**Text section:**
_ _ _ _ _ _ _
There are many text-to-image model architectures that have been developed over the years, but they are generally composed of: Text encoding Text encoding is usually done through transformer models. Alternatively, it can also be done using a recurrent neural network such as a long short-term memory (LSTM) network. Image generation The image generation step generally uses conditional generative adversarial networks, but diffusion models have also become a popular method recently. Rather than directly training a model to output a high-resolution image based on text input, a popular technique is to train a model to generate low-resolution images, and use auxiliary deep learning models to upscale the image and fill in finer details in the image.
Text-to-image models are trained on large datasets of text-image pairs that are often scraped from the web. Datasets commonly used are: COCO (Common Objects in Context) The COCO dataset was released by Microsoft in 2014, and consists of around 123,000 images representing a diversity of objects. Each image has five captions that are generated by human annotators. Oxford-120 Flowers and CUB-200 Birds These are smaller datasets of around 10,000 images each, with topics limited to flowers or birds.[3]
In 2022, Google Brain used their Imagen model and reported positive results from using a large language model trained separately on a text-only corpus, with its weights subsequently frozen. This method marks a departure from the standard approach in text-to-image model training.[4]
Text-To-Video Text-to-video models evolve from text-to-image models, in which the text-to-image models receive modifications to be able to generate videos from text prompts. Examples are CRAFT, Microsoft’s GODIVA[5], Google’s Imagen Video, and Meta’s Make-A-Video[6].
Text-to-video models are trained on datasets of video clips, with each video clip labeled with a particular topic. Datasets that have ever been used include: HowTo100M[7] HowTo100M is a dataset of narrated videos focusing on instructional videos where content creators teach complex tasks such as handcrafting, cooking, and personal care. The dataset contains 136 million video clips taken from 1.2 million YouTube videos which cover a total duration of 15 years, and 23,000 activities from various domains. All videos have a corresponding narration taken from the videos’ subtitles. HowTo100M is used for training the GODIVA model. Kinetics Human Action Video Dataset (Kinetics)[8] The Kinetics dataset focuses on human action recognition and contains around 500,000 10-second video clips taken from YouTube videos. Each clip is labeled with an action class, and each action class has at least 600 video clips. The dataset covers 600 action classes.
_ _ _ _ _ _ _
**Material shown:**
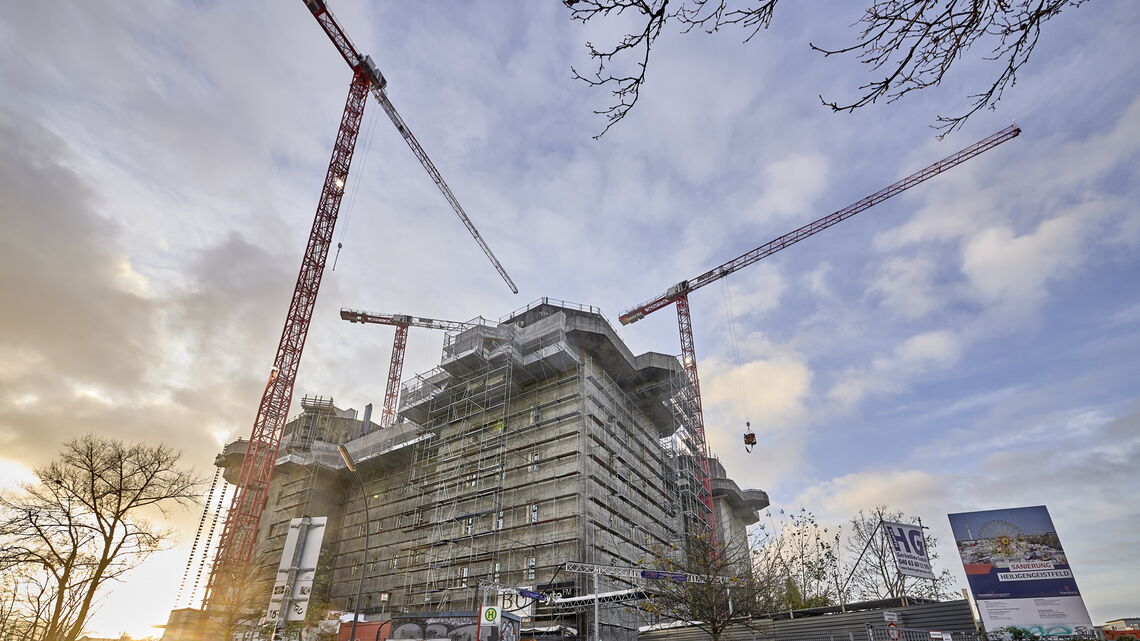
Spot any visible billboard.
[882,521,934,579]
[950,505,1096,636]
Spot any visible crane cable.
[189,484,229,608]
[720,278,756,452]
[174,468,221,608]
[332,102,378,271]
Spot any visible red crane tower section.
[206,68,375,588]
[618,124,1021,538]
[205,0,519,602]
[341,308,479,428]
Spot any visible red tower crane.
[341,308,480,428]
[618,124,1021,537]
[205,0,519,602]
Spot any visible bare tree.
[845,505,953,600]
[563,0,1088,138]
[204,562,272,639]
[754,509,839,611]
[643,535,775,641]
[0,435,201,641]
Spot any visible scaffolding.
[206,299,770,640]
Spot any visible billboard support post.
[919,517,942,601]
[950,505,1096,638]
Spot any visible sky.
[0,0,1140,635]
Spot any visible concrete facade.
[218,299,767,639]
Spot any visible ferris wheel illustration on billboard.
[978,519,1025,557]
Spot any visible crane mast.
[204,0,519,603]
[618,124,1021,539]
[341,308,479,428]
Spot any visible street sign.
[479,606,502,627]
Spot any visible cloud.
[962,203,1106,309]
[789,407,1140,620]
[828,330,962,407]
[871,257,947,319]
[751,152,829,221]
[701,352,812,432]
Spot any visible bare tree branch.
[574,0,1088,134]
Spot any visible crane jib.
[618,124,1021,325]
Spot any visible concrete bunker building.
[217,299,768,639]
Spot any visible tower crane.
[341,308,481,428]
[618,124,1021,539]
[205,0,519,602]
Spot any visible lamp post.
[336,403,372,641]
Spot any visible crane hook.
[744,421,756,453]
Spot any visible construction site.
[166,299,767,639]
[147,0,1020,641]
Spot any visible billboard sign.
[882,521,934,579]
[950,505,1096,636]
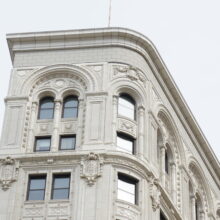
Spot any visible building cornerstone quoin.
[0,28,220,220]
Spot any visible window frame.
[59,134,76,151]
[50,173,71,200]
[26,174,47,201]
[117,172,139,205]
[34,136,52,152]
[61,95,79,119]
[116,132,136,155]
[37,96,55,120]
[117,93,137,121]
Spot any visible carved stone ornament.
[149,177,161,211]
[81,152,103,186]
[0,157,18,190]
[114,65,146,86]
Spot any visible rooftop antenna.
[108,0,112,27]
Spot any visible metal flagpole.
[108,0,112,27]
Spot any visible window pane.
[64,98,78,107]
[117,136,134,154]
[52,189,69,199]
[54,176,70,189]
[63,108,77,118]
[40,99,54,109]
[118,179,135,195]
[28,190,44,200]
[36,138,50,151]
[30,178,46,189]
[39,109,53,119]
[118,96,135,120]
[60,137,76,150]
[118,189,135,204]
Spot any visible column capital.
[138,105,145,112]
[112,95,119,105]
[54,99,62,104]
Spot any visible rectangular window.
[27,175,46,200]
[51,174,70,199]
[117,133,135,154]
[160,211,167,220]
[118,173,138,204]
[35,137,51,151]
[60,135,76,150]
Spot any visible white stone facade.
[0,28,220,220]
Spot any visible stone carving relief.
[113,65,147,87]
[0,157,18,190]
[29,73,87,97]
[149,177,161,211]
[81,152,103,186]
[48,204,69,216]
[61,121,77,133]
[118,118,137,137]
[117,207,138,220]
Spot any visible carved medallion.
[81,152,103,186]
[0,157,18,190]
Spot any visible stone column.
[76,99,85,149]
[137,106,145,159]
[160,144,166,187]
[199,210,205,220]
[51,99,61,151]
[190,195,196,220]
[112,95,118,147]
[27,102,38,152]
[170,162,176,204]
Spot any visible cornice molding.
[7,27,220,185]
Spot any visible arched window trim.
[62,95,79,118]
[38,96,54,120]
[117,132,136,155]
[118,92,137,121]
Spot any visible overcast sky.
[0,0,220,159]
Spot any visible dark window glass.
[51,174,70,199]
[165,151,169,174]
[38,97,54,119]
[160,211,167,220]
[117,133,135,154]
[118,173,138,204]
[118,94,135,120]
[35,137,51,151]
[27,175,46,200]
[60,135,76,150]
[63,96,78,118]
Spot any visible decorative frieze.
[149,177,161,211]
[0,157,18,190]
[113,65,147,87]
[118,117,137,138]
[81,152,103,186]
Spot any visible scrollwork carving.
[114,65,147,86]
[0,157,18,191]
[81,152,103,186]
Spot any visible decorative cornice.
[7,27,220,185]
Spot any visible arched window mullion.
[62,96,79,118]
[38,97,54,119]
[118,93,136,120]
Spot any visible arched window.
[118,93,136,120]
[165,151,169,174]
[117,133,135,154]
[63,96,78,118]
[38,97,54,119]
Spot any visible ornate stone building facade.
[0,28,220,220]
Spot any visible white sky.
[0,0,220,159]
_ _ _ _ _ _ _
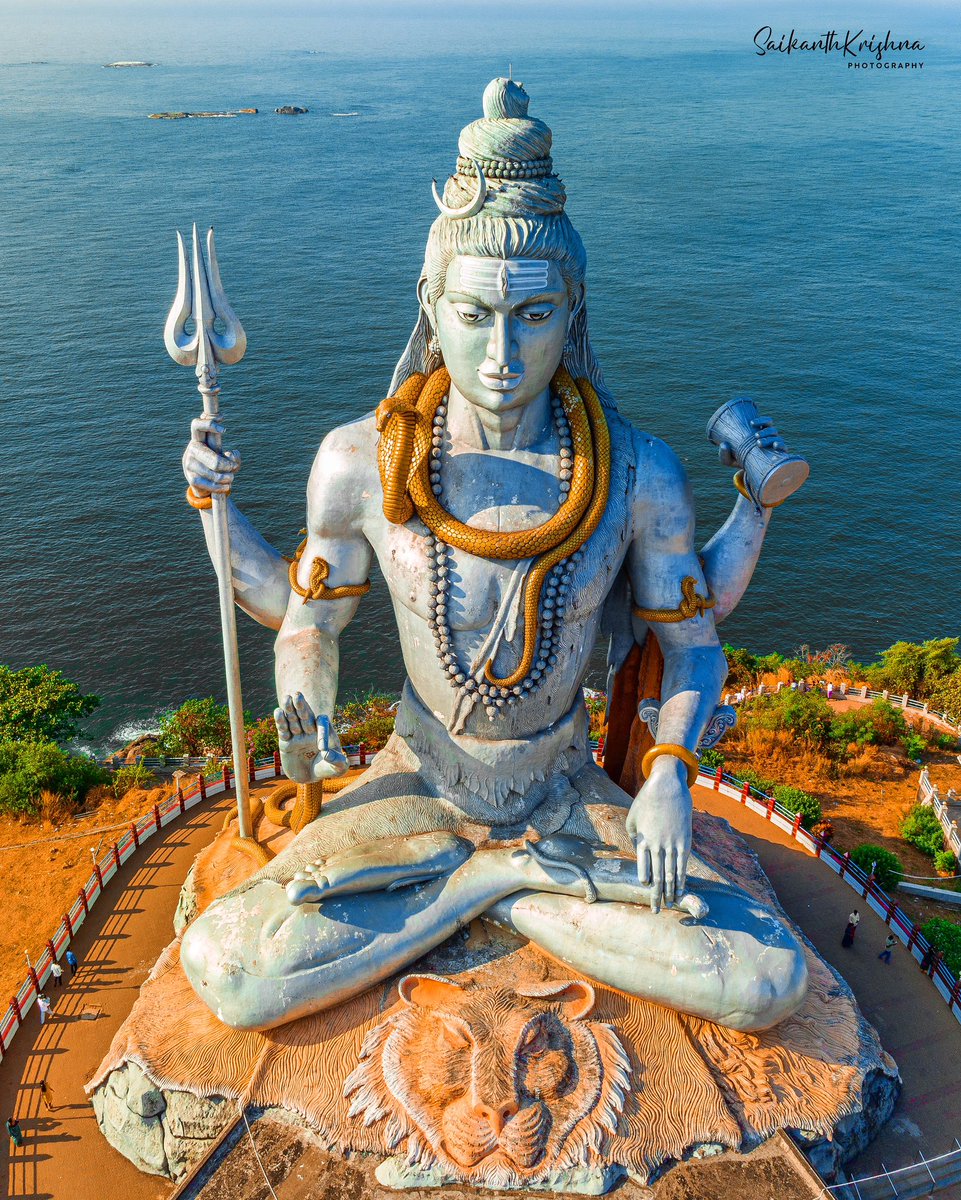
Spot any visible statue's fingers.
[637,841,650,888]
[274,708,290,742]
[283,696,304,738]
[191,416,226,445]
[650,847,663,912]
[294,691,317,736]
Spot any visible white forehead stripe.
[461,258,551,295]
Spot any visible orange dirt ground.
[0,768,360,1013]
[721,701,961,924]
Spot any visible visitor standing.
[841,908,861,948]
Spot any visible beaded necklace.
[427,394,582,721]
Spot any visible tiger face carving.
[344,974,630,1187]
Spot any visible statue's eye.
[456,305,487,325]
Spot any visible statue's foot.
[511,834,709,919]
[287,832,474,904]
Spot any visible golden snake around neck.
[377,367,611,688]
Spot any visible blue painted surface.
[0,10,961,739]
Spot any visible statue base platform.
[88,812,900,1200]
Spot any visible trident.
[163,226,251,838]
_ _ _ _ _ _ _
**Do this:**
Translate this sentence from the text on text-to-image models into Spanish: "Each image has five captions that are generated by human annotators."

**Response:**
Cada imagen tiene cinco descripciones que son generadas por anotadores humanos.